Excerpts of location labeling data
-.-.-

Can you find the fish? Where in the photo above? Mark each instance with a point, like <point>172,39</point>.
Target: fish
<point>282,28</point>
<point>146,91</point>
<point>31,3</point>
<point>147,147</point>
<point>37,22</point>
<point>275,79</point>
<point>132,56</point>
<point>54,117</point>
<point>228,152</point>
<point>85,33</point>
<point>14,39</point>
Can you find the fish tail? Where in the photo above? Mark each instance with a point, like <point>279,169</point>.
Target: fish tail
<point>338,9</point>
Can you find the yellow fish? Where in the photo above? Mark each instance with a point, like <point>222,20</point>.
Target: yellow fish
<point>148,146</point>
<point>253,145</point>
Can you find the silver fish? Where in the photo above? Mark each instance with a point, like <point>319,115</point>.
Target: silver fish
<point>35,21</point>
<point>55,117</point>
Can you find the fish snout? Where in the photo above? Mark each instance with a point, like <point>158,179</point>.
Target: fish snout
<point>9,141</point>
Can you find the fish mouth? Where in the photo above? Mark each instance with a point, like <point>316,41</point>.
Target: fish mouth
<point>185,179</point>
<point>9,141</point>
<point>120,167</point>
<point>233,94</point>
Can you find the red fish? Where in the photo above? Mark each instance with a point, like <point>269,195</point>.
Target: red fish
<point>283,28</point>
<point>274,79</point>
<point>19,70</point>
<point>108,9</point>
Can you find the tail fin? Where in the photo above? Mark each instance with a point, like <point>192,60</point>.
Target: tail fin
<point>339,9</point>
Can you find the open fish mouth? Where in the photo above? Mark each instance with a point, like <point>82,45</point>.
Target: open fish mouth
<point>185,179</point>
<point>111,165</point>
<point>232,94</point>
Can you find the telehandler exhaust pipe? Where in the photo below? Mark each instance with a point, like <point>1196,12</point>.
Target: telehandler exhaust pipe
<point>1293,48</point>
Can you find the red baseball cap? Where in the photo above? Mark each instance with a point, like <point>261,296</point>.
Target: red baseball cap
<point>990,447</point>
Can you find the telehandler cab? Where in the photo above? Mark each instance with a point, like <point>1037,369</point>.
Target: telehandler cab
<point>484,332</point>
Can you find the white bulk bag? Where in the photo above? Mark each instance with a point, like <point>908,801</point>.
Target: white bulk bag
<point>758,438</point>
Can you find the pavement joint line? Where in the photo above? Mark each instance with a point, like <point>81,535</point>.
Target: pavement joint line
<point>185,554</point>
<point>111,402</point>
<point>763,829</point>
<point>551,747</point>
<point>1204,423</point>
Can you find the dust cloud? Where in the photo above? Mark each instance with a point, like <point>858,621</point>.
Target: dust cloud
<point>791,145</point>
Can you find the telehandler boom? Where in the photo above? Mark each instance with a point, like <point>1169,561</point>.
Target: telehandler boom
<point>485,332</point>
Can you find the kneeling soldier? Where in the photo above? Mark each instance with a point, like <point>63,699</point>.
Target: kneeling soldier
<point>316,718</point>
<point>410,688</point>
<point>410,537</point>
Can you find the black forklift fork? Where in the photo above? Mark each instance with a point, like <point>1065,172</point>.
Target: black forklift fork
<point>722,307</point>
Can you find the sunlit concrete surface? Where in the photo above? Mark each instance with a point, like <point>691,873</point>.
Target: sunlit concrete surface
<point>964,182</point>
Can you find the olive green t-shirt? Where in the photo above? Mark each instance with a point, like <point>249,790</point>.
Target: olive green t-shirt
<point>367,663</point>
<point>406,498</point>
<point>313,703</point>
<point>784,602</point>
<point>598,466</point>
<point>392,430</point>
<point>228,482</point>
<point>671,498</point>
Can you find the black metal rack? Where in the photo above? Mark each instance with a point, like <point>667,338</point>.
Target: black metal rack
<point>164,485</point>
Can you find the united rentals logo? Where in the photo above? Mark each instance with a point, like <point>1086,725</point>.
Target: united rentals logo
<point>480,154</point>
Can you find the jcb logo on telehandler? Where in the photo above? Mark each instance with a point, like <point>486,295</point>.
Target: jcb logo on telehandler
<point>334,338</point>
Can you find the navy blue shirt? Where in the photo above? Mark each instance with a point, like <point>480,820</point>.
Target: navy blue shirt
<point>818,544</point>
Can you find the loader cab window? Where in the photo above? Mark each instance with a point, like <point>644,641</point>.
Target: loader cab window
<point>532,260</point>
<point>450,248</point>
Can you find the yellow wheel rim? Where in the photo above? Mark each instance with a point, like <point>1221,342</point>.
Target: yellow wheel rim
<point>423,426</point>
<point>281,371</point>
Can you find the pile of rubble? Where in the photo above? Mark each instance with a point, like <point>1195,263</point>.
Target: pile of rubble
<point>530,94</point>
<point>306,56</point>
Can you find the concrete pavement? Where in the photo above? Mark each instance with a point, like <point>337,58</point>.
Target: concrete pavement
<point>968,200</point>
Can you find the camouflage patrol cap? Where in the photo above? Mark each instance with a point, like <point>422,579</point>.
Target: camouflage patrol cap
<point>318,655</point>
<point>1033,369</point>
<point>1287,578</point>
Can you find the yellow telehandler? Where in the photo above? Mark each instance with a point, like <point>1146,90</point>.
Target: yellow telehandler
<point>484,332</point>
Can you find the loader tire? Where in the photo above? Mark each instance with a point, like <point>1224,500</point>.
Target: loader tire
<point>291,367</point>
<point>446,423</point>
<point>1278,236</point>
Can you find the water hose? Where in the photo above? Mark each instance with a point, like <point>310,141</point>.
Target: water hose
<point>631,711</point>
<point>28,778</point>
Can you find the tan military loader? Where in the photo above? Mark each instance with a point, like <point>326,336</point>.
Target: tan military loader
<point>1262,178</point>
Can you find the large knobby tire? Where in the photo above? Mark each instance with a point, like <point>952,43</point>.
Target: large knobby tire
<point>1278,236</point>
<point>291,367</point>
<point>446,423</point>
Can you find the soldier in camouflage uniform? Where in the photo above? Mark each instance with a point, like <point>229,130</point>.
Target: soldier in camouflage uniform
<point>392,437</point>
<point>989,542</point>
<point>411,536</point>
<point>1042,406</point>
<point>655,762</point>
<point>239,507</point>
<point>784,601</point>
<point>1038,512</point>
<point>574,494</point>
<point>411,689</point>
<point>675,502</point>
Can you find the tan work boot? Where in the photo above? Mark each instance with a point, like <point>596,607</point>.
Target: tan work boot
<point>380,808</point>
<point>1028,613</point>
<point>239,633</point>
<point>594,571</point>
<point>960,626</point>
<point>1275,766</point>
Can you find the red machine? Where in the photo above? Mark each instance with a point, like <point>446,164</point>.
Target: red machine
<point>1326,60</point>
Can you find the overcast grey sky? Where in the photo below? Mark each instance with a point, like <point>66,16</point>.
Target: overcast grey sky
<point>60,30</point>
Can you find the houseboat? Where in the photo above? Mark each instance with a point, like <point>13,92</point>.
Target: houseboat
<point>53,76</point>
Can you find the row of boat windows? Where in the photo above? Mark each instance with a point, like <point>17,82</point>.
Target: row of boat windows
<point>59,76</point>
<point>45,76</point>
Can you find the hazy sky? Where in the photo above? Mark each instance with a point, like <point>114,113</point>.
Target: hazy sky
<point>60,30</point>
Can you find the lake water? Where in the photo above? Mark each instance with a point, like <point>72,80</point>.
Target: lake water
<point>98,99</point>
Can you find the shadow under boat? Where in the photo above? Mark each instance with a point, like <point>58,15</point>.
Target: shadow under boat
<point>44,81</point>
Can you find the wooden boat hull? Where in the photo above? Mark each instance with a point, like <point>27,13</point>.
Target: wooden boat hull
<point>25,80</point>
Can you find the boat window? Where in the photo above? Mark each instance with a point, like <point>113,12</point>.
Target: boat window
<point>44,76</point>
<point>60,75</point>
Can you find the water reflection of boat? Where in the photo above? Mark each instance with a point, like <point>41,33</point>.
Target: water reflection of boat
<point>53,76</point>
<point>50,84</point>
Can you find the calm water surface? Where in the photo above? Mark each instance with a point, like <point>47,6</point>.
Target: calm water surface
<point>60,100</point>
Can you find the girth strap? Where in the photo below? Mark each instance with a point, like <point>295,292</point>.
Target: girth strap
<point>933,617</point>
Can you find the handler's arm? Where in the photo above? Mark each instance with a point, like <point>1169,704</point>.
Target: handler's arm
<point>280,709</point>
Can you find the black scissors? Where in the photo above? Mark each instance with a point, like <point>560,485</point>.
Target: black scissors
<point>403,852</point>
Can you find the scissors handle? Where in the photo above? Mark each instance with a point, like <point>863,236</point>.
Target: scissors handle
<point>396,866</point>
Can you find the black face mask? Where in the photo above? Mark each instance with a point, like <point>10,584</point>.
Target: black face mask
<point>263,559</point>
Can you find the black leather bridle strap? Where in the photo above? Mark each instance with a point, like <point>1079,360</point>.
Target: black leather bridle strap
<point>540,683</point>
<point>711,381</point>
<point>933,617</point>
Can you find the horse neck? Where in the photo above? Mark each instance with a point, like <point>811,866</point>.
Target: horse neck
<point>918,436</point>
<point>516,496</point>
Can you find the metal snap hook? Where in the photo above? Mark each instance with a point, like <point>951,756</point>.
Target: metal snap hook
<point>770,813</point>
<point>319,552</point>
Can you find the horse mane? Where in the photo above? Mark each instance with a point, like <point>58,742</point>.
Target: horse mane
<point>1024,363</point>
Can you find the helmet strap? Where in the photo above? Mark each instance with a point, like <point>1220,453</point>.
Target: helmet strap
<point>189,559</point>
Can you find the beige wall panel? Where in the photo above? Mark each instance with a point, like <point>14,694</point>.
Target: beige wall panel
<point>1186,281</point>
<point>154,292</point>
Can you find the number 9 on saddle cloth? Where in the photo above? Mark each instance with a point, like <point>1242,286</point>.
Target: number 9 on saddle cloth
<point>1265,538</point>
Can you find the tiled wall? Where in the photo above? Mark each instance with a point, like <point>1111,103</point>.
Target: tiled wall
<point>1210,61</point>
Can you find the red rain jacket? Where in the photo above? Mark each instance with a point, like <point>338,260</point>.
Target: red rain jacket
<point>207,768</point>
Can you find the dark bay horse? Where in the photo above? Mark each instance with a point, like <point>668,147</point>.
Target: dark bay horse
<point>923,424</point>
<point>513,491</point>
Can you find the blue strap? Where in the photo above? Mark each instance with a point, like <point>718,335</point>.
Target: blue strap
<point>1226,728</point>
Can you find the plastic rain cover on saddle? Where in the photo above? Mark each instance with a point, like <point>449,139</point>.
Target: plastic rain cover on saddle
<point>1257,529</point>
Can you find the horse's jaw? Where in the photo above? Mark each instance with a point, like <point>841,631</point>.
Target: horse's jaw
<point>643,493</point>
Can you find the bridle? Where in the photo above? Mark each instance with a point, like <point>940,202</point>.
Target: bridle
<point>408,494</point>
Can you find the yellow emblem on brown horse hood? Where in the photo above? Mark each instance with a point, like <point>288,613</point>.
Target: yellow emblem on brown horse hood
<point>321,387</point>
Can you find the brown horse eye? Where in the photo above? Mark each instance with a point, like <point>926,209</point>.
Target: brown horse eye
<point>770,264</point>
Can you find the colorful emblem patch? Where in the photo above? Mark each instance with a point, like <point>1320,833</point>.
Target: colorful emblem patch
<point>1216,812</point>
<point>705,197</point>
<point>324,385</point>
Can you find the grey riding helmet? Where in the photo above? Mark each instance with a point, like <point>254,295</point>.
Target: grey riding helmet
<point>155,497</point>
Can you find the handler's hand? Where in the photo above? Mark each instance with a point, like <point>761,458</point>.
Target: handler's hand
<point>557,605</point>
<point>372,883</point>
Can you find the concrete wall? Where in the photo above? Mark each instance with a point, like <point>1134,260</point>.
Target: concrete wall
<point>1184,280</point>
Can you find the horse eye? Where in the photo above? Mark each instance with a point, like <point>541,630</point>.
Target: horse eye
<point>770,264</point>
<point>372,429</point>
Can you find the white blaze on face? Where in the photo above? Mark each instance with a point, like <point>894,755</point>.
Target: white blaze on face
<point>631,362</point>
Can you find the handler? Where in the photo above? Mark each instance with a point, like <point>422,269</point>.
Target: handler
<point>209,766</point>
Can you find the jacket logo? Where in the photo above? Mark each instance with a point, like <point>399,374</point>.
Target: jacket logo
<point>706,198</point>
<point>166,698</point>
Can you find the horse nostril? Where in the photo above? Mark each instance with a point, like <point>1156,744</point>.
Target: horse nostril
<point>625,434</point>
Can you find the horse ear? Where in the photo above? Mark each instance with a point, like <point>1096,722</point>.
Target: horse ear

-.-.-

● **Work to do**
Reproduce verbatim the lines from the beginning of the items through the line containing "<point>253,145</point>", inclusive.

● **Output for this exercise**
Can you find the fish? Where in the photo above? Mark each instance with a point, like <point>172,39</point>.
Target: fish
<point>282,28</point>
<point>146,91</point>
<point>31,3</point>
<point>147,147</point>
<point>37,22</point>
<point>275,79</point>
<point>132,56</point>
<point>54,117</point>
<point>228,152</point>
<point>85,33</point>
<point>14,39</point>
Can you find the fish tail? Where in the photo above? Mark each instance with a point, like <point>279,169</point>.
Target: fish tail
<point>338,9</point>
Can you find the yellow fish? Where in the photo above? Mark each instance with a point, like <point>222,20</point>.
Target: yellow fish
<point>148,146</point>
<point>253,145</point>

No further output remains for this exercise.